PROBLEMS TO WORK ON ▸
a) Rewrite the deep learning text from "Fully connected neural network contains" to "pictorially in Fig. 2.", swapping "nodes" for "neurons".
b) In the deep learning text, what range of output does the Tanh function produce?

The conception of Deep learning satiates end-to-end learning, which refers to machine learning that can automate every step starting from input to the architecture, extracting features from the input and then performing various operations for its representation for classifying the input accordingly. The Deep learning architectures include neural networks wherein the nodes are organized into layers and are densely connected. The concept of deep learning is proven quite effective in domains of artificial intelligence [18,19]. For the purpose of clarity, a number of deep learning models are presented below:

Typically, in machine learning a dataset is classified into training and test set. A process is trained on the training set to generate another model that receives samples from test set as input, performs some computation based on theta values and predicts the ground truth. To minimize the energy function, the theta values are modified to optimize the model. Regression model is fitted to obtain an overall conception of how far the expected values are from the ground truth for individual data items. In case errors are high, the gradient descend mechanism is adopted to minimize the error. However, the typical machine learning approaches require human intervention in terms of defining the input for training purpose. Also, the traditional machine learning approaches are not efficient computationally [20]. To overcome the difficulties of traditional machine learning, deep neural network architectures are introduced. In the following subsections, we provide a comprehensive details of various Deep Learning models.

Each Deep learning model essentially includes neural networks. It provides an approximation to the ground truth in a specific domain similar to a human brain. After training, input from the test set is provided to neural networks so that it can extract features and based on learned features it can predict the label as result. A neural network (cf. Fig. 2) has an input layer containing data in the form of text, image etc. The inputs are obtained from a dataset, which can be either in processed or unprocessed form. The processed data contains rows defining various input data points and columns, which specifies associated feature with the data points. These features are then fed to the input layer for Neural Network training one by one [21]. The dataset is preprocessed if it is not in conformance with format design of the Deep learning model.


Figure 2: Fully connected neural networks

2.1 Hidden Layers of the Network and its Various Components

Hidden layer includes neurons with activation functions inside them. These receive input previous layer in form of input∗weights+bias and uses activation functions to present the input in a range [22]. Similarly, it provides output to the next layer. Hidden layers are not included in a simple neural network. It is only included for the deep learning model.

2.2 Learning Through Activation Functions

Likewise, activation functions are utilized inside each neuron of hidden and output layer to decide whether the coming input from the previous layer is significant. The activation functions are of various kinds including the linear and sigmoid function. The linear activation function puts linearity in the network and has the following as general function F(x) = ax + b The sigmoid activation function is also a most well-known function that outputs values between 0 or 1. However, it suffers from vanishing gradient problem because it produces small values which diverges the learning process as well [23]. Another activation function is called Tanh function that produce output between −1 and 1. Tanh functions also face vanishing gradient issue as well at some stage of neural training. A general solution repeatedly used to remedy this issue is the ReLu activation function and its several variants [24].

2.3 Fully Connected Neural Network (FCNN)

Fully connected neural network contains layers of nodes that are connected fully to each other. A fully connected layer is a function from Rm to Rn. Wherein its output dimension depends on the input dimension. One of the forms of fully connected layer is represented pictorially in Fig. 2.

INFORMATION SHOWN ▸
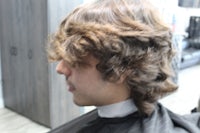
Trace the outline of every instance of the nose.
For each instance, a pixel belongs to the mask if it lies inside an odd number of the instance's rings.
[[[64,60],[61,60],[58,63],[58,65],[56,66],[56,71],[57,71],[57,73],[63,74],[67,77],[69,77],[71,75],[71,69]]]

THE REPLIES ▸
a)
Fully connected neural network contains layers of neurons that are connected fully to each other. A fully connected layer is a function from Rm to Rn. Wherein its output dimension depends on the input dimension. One of the forms of fully connected layer is represented pictorially in Fig. 2.

b) Between −1 and 1.